++++ ENTRIES SUPPLIED
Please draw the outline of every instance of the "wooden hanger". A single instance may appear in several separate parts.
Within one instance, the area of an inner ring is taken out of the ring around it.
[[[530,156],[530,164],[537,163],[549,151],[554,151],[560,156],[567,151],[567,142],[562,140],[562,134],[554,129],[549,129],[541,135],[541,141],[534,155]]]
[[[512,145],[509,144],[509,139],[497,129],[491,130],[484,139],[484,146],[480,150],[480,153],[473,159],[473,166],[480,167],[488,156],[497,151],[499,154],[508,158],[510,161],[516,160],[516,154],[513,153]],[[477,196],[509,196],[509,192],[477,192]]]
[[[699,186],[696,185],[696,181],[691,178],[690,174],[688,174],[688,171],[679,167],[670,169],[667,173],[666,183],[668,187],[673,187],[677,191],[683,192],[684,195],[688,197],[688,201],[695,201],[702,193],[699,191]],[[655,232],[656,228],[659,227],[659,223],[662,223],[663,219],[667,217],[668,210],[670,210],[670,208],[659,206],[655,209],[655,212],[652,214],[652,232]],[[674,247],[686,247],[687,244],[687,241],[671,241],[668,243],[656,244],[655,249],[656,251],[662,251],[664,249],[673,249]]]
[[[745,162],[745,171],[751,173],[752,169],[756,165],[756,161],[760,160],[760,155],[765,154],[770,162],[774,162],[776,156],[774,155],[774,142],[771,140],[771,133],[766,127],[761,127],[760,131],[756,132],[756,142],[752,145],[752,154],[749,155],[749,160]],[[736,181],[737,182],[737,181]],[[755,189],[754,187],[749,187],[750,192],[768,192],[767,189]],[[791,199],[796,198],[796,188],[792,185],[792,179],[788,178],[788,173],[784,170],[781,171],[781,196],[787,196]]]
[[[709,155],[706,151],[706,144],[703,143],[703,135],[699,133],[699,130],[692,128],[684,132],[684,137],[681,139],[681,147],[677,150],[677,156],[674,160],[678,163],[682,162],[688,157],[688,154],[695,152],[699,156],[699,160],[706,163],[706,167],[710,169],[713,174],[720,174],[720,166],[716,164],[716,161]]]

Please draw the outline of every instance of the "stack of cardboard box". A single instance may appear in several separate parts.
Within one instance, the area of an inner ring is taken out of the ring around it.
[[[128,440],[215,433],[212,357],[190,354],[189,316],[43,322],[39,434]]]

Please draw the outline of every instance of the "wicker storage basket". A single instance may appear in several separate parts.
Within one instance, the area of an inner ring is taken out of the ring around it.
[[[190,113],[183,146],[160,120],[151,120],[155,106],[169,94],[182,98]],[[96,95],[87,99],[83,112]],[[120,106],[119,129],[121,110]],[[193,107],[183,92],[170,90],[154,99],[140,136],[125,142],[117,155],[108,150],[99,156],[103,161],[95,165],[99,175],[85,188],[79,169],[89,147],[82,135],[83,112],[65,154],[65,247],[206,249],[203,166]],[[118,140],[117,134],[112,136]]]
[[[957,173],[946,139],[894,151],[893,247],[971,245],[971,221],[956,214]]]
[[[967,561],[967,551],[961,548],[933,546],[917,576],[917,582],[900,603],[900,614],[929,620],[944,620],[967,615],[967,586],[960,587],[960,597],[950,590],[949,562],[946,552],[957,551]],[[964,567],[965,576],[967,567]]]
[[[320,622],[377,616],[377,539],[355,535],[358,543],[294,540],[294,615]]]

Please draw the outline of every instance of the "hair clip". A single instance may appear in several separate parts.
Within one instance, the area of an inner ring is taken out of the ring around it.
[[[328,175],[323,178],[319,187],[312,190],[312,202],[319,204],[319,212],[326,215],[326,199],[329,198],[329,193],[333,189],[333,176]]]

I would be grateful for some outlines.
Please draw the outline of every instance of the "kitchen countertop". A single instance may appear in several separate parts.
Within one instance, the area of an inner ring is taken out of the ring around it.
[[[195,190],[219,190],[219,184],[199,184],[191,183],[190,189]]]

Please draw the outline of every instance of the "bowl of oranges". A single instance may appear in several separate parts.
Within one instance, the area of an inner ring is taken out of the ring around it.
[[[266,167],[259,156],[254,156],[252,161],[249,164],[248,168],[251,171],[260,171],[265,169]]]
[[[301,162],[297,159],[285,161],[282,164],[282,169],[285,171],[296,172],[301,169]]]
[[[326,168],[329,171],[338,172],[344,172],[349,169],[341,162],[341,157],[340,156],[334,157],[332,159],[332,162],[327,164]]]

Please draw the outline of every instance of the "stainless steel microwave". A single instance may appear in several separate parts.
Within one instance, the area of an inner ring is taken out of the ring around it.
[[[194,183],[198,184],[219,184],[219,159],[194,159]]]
++++++++
Rewrite all the records above as a two-column CSV with the header input,output. Give one row per record, with the record's text under input and its full answer under output, each in a single quoted field with line breaks replaced by spaces.

input,output
"Please draw the outline of every instance of the ""wooden hanger"". A single instance may appear in several separate parts. Within one instance, the area of an inner ring is taken out of the ring around it.","[[[530,156],[530,164],[537,163],[549,151],[554,151],[560,156],[567,151],[567,142],[562,140],[562,134],[554,129],[549,129],[541,135],[541,141],[534,155]]] [[[512,145],[509,144],[509,139],[497,129],[491,130],[484,139],[484,146],[480,150],[480,153],[473,159],[473,166],[480,167],[488,156],[497,151],[499,154],[508,158],[510,161],[516,160],[516,154],[513,153]],[[477,196],[509,196],[509,192],[477,192]]] [[[699,186],[696,185],[696,181],[691,178],[690,174],[688,174],[688,171],[679,167],[670,169],[667,173],[666,183],[668,187],[673,187],[677,191],[683,192],[684,195],[688,197],[688,201],[695,201],[702,193],[699,191]],[[655,232],[656,228],[659,227],[659,223],[662,223],[663,219],[667,217],[668,210],[670,210],[670,208],[659,206],[655,209],[655,212],[652,214],[652,232]],[[674,247],[686,247],[687,244],[687,241],[671,241],[668,243],[656,244],[655,249],[656,251],[662,251],[664,249],[673,249]]] [[[745,162],[745,171],[751,173],[752,169],[756,165],[756,161],[760,160],[760,155],[765,154],[770,162],[774,162],[776,156],[774,155],[774,142],[771,140],[771,133],[766,127],[761,127],[760,131],[756,132],[756,142],[752,145],[752,154],[749,155],[749,160]],[[736,181],[737,182],[737,181]],[[755,189],[754,187],[749,187],[750,192],[768,192],[767,189]],[[791,199],[796,198],[796,188],[792,185],[792,179],[788,178],[788,173],[784,170],[781,171],[781,196],[787,196]]] [[[709,155],[706,151],[706,144],[703,143],[703,135],[699,133],[699,130],[692,128],[684,132],[684,137],[681,139],[681,147],[677,150],[677,156],[674,160],[678,163],[682,162],[688,157],[688,154],[695,152],[699,156],[699,160],[706,163],[706,167],[710,169],[713,174],[720,174],[720,166],[716,164],[716,161]]]"
"Please draw the outline of every instance of the ""stack of cardboard box"". A single instance may appear in several separate parts. Within one instance, the area of an inner ring is taken out of the ring around it.","[[[128,440],[215,433],[212,357],[190,354],[189,316],[43,322],[39,434]]]"
"Please draw the outline of every instance of the ""wicker storage basket"". A single instance may appear in several separate parts. Within one instance, the area of an inner ring is taken out of the ring around it.","[[[190,113],[183,146],[160,120],[151,120],[155,106],[169,94],[182,98]],[[96,95],[87,99],[83,112]],[[120,106],[119,129],[121,110]],[[193,107],[183,92],[170,90],[154,99],[140,136],[125,142],[117,155],[108,150],[99,156],[103,161],[95,165],[99,175],[85,188],[79,169],[89,147],[82,135],[83,112],[65,154],[65,247],[206,249],[203,166]],[[118,140],[117,134],[112,136]]] [[[957,173],[946,139],[894,151],[893,247],[971,245],[971,221],[956,214]]] [[[967,561],[967,551],[961,548],[933,546],[917,576],[917,582],[900,603],[900,614],[929,620],[944,620],[967,615],[967,586],[960,587],[960,597],[950,590],[949,562],[946,552],[957,551]],[[964,567],[965,576],[967,567]]] [[[320,622],[377,616],[377,539],[355,535],[358,543],[294,540],[294,615]]]"
"Please draw the outline of every instance of the ""hair clip"". A single instance may appear in several separate parts. Within one instance, the area of an inner ring is taken out of the ring around it.","[[[328,175],[323,178],[319,187],[312,190],[312,202],[319,204],[319,212],[326,215],[326,199],[329,198],[329,193],[333,189],[333,176]]]"
"I would be grateful for some outlines. Please draw the outline of every instance of the ""kitchen countertop"". A single instance may appear in several separate parts. Within one instance, the area of an inner ring is taken out of the ring around it.","[[[195,190],[219,190],[219,184],[199,184],[191,183],[190,189]]]"
"Please draw the outline of every instance of the ""bowl of oranges"". A single instance may appear in several separate parts. Within one instance, the area of an inner ring is taken out of the ring around it.","[[[266,167],[259,156],[254,156],[252,161],[249,164],[248,168],[251,171],[260,171],[265,169]]] [[[301,162],[297,159],[285,161],[282,164],[282,169],[285,171],[296,172],[301,169]]] [[[326,168],[329,171],[338,172],[344,172],[349,169],[341,162],[341,157],[340,156],[334,157],[332,159],[332,162],[327,164]]]"
"Please draw the outline of every instance of the ""stainless steel microwave"". A single instance may appear in several separate parts. Within one instance, the area of an inner ring is taken out of the ring around it.","[[[194,183],[198,184],[219,184],[219,159],[194,159]]]"